About this exercise. Your task is to copy each line of the listing that contains the word "chair".
________
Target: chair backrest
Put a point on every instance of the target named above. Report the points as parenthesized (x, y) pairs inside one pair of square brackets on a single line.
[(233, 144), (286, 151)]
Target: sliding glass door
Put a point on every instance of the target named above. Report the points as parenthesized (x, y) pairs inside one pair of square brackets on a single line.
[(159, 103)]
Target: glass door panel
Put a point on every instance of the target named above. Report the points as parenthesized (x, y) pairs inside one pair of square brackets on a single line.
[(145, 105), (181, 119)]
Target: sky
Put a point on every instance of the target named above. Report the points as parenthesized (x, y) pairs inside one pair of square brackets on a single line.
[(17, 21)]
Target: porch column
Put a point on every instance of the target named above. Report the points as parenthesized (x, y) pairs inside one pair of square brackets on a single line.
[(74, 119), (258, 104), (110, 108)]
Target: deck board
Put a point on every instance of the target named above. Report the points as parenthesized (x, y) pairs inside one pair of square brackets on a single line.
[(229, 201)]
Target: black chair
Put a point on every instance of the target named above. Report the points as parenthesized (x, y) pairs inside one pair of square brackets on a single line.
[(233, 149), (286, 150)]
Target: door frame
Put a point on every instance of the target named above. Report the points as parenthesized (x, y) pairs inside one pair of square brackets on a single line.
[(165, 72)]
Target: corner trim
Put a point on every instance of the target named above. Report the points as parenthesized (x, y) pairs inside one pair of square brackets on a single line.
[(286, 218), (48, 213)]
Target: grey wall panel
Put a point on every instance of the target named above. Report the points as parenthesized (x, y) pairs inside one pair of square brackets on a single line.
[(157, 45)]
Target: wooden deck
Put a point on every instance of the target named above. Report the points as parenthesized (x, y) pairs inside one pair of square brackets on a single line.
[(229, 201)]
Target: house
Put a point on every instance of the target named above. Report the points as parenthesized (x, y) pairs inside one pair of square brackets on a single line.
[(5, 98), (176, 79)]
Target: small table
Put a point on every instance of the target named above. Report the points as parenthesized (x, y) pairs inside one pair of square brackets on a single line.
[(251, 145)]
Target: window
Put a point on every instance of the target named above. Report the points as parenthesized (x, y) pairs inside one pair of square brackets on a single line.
________
Reply.
Target: chair backrest
Target: black chair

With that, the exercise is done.